- **DATA ENTRIES**
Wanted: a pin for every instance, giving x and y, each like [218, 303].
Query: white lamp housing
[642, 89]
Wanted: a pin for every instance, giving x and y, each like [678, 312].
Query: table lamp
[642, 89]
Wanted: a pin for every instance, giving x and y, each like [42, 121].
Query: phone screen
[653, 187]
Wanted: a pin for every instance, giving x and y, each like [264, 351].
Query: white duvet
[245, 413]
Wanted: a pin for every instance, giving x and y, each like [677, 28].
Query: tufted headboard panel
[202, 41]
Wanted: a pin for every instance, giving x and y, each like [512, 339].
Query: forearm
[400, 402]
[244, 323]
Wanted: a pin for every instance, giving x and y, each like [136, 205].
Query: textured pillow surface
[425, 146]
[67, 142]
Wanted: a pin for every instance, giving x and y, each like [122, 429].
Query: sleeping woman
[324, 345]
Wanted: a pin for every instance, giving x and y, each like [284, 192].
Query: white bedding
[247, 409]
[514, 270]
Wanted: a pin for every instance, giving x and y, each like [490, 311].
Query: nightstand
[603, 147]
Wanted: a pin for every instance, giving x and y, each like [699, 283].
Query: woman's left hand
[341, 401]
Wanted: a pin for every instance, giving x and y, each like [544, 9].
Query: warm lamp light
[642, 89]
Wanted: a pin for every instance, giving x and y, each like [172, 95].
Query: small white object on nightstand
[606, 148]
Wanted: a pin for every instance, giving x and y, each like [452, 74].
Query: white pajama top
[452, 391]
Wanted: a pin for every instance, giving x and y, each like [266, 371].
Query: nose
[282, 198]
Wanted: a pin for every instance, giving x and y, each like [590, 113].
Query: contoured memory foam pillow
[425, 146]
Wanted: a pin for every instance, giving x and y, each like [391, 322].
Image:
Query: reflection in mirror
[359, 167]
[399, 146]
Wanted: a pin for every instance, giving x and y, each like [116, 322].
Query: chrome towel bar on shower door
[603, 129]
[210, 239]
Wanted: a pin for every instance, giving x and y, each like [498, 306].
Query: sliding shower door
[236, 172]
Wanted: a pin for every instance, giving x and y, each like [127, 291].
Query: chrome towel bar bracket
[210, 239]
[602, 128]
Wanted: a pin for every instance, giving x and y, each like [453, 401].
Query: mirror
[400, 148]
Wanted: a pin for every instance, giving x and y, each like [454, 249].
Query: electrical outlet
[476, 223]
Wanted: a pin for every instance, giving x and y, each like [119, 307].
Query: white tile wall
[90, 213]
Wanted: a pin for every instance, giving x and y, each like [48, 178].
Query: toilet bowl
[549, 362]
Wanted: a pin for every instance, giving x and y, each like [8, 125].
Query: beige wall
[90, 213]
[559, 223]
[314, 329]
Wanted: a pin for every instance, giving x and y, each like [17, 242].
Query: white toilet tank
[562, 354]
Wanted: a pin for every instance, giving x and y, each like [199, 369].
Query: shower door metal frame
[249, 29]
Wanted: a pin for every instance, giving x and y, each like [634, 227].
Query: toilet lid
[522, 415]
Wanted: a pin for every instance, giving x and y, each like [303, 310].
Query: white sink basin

- **YOUR GOAL**
Copy every one of the lines above word for word, from the first to the last, without changing anything.

- **EXPECTED ANSWER**
Wanted: a pin for every instance, giving x and y, each like [218, 303].
Query: white lamp housing
[642, 89]
Wanted: a pin for every instance, giving x and y, each like [678, 312].
Query: table lamp
[642, 89]
Wanted: a pin for every instance, giving x and y, each like [42, 121].
Query: phone screen
[653, 187]
Wanted: a pin for every instance, giving x and y, each like [264, 351].
Query: white duvet
[245, 413]
Wanted: a pin for every instance, giving x and y, each like [677, 28].
Query: tufted headboard panel
[202, 41]
Wanted: a pin for every instance, giving x and y, each like [512, 339].
Query: forearm
[400, 402]
[244, 323]
Wanted: a pin for every instance, giving x and y, each like [136, 205].
Query: textured pillow surface
[425, 146]
[67, 142]
Wanted: a pin for every instance, giving x and y, each like [122, 429].
Query: sleeping woman
[324, 345]
Wanted: a pin for every instance, giving x and y, each like [284, 192].
Query: white bedding
[247, 409]
[514, 270]
Wanted: a pin for every instance, giving x and y, each like [490, 311].
Query: nightstand
[603, 147]
Wanted: a pin for every instance, giving x and y, each like [699, 283].
Query: woman's left hand
[341, 401]
Wanted: a pin for every instance, giving x and y, each like [544, 9].
Query: warm lamp light
[642, 89]
Wanted: a pin for every instance, giving x and y, each like [172, 95].
Query: small white object on nightstand
[606, 148]
Wanted: a pin for every instance, giving x and y, each like [452, 74].
Query: white pajama top
[452, 391]
Wanted: a pin for every instance, giving x and y, each like [266, 371].
Query: nose
[282, 198]
Wanted: a pin for every instance, giving x and y, each like [590, 113].
Query: contoured memory foam pillow
[425, 146]
Wanted: a pin for every instance, giving x and y, each like [391, 322].
Image:
Query: reflection in mirror
[359, 167]
[399, 146]
Wanted: a pin for every instance, giving x and y, each like [116, 322].
Query: chrome towel bar on shower door
[603, 129]
[210, 239]
Wanted: a pin for every instance, giving x and y, each like [498, 306].
Query: sliding shower door
[236, 172]
Wanted: a pin for every instance, giving x and y, each like [127, 291].
Query: chrome towel bar bracket
[210, 239]
[602, 128]
Wanted: a pin for every instance, giving x and y, each like [453, 401].
Query: mirror
[400, 148]
Wanted: a pin for every instance, giving x and y, each like [454, 249].
Query: electrical outlet
[476, 223]
Wanted: a pin for every instance, giving x and y, each like [119, 307].
Query: white tile wall
[90, 213]
Wanted: a pin for every instance, giving x and y, each like [48, 178].
Query: toilet bowl
[549, 362]
Wanted: a pin for every instance, giving x and y, each like [8, 125].
Query: beige wall
[90, 213]
[559, 223]
[314, 329]
Wanted: a pin for every instance, giving x and y, each like [17, 242].
Query: white toilet tank
[562, 354]
Wanted: a pin for every instance, giving x and y, each like [199, 369].
Query: shower door metal frame
[249, 29]
Wanted: a pin for every instance, giving x and y, each like [634, 227].
Query: toilet lid
[522, 415]
Wanted: a pin for every instance, giving x and y, each like [303, 310].
Query: white sink basin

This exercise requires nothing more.